═══ Page extract

Flink-runtime showcase — exercises Flink-only capabilities (Flink-state keyed HNSW vector memory). The portable cores ship their own in-process HNSW index, so RAG itself runs everywhere (see
banking-rag.yamland the banking agent on every runtime); what's Flink-specific here is binding the index to Flink's checkpointed state.
Source:
src/main/java/org/agentic/flink/example/rag/RagResearchExample.javaInline README:src/main/java/org/agentic/flink/example/rag/README.md
A retrieval-augmented assistant has four levers that all matter:
- Embedder quality — bad embeddings ≡ retrieving the wrong passages.
- Vector store latency — every query embeds + searches; cost compounds.
- Rerank precision — embedding similarity is a coarse signal. A cross-encoder over the top-k catches "looks similar, is wrong" cases.
- Citations — the LLM has to ground its answer or the system is just a confident summarizer.
The example wires all four with the framework's primitives:
Query
│
▼ keyBy(topic) — each topic gets its own KB scope
│
▼ EmbeddingClient.embed(question)
│
▼ VectorMemory.search(queryVec, k=4) — brute-force over MapState
│
▼ Scorer.scorePair(passage, question) — cross-encoder rerank
│
▼ LLM answers using top-3 passages, cites [1] [2] [3]
The framework ships brute-force KNN backed by MapState<String, VectorEntry>.
For a few thousand vectors per key (the typical "conversation-local recall"
use case), exact search at d=384 is sub-millisecond. The state itself rides
in Flink checkpoints, so a job restart picks up where it left off — no
"rebuild the index" boot sequence.
When you outgrow that (10⁵+ vectors per key), drop in an HNSW-backed
VectorMemorySpec via the SPI. The agent code doesn't change.
Topics are independent corpora. Keying by topic gives each topic its own
VectorMemory scope, which means:
- A noisy topic doesn't drown a clean one in the same brute-force scan.
- Different topics can use different embedders or dimensions if you want (one operator per topic, different specs).
- Eviction policies (TTL, max-items) apply per topic.
The demo seeds 4 documents per topic on the first event using a
ValueState<Boolean> flag. In production you'd either:
- Hydrate from a
LongTermMemoryStoreon cold-start — the framework's standard pattern. - Stream new documents in via a
Channel<KeyedContextItem>—KafkaContextChannel,PostgresChangeChannel,RedisPubSubChannel, or any custom transport. The channel producesKeyedContextItemrecords that the agent operator union-connects with its main input.
Both approaches are covered in docs/memory.md. For the
unified channel SPI see docs/channels.md. For a more
ambitious example with two inputs sharing a corpus, see
live-research.

══════
═══ Provided data

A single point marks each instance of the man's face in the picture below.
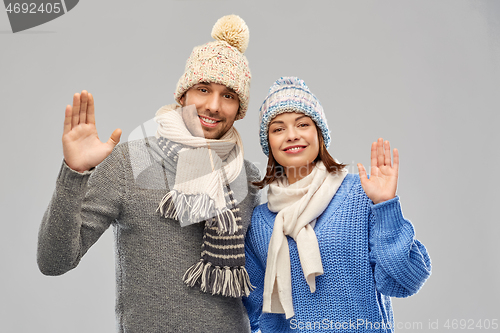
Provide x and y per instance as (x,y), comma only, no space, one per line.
(216,106)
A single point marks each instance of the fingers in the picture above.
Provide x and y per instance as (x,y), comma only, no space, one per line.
(84,96)
(380,152)
(115,137)
(76,110)
(396,159)
(90,110)
(387,153)
(362,173)
(67,119)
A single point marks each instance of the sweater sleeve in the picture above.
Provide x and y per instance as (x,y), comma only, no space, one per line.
(256,271)
(82,207)
(401,263)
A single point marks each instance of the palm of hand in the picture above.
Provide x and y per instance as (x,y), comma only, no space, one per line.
(383,181)
(81,145)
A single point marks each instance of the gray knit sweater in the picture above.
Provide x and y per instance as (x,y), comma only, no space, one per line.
(152,253)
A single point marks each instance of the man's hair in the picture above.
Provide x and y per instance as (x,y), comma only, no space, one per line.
(274,170)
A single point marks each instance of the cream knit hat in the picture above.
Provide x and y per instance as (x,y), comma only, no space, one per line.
(221,61)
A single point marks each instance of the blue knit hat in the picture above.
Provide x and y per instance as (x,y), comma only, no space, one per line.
(290,94)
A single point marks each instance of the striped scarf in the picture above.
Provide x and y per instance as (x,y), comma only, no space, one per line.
(202,192)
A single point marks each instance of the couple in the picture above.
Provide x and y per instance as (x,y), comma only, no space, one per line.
(327,249)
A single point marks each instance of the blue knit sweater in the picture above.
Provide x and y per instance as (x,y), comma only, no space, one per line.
(369,254)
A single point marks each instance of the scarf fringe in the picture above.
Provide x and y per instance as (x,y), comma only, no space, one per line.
(225,281)
(197,207)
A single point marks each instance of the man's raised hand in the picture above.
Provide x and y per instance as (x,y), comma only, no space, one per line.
(383,180)
(81,145)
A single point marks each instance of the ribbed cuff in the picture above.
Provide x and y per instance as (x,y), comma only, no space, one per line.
(389,214)
(72,179)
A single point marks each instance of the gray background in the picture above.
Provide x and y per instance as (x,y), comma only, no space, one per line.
(424,74)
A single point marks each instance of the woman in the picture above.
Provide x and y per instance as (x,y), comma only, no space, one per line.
(329,248)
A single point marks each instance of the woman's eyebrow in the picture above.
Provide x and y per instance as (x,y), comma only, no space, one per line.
(276,122)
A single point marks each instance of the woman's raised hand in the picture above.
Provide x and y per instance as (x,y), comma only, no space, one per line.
(383,180)
(81,146)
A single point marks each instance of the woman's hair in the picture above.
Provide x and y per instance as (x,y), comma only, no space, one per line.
(275,170)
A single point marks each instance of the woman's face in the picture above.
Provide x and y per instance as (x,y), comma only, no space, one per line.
(293,140)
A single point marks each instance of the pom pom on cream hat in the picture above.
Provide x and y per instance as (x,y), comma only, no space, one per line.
(221,61)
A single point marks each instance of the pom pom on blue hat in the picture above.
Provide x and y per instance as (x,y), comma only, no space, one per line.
(291,94)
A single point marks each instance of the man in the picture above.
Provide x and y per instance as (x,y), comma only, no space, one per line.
(155,191)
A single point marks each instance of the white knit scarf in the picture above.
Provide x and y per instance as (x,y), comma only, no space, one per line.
(203,169)
(297,205)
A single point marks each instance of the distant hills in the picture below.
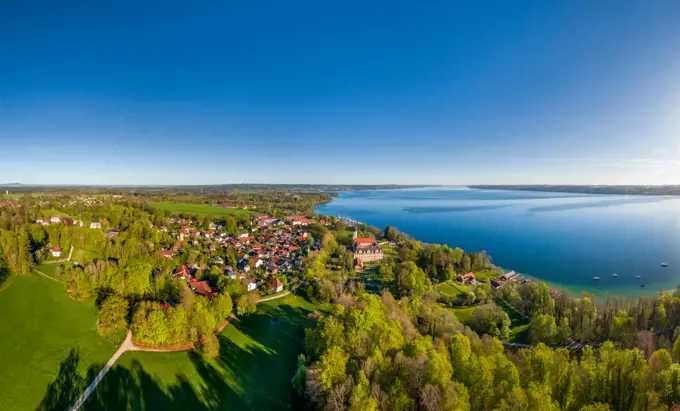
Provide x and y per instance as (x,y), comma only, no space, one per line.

══════

> What is needed
Update the Flink RAG page from "Topics are independent" to "its main input." so that "Retention rules" stands in place of "Eviction policies". These rows were taken from a different source than the page.

> Task answer
Topics are independent corpora. Keying by topic gives each topic its own
VectorMemory scope, which means:
- A noisy topic doesn't drown a clean one in the same brute-force scan.
- Different topics can use different embedders or dimensions if you want (one operator per topic, different specs).
- Retention rules (TTL, max-items) apply per topic.
The demo seeds 4 documents per topic on the first event using a
ValueState<Boolean> flag. In production you'd either:
- Hydrate from a
LongTermMemoryStoreon cold-start — the framework's standard pattern. - Stream new documents in via a
Channel<KeyedContextItem>—KafkaContextChannel,PostgresChangeChannel,RedisPubSubChannel, or any custom transport. The channel producesKeyedContextItemrecords that the agent operator union-connects with its main input.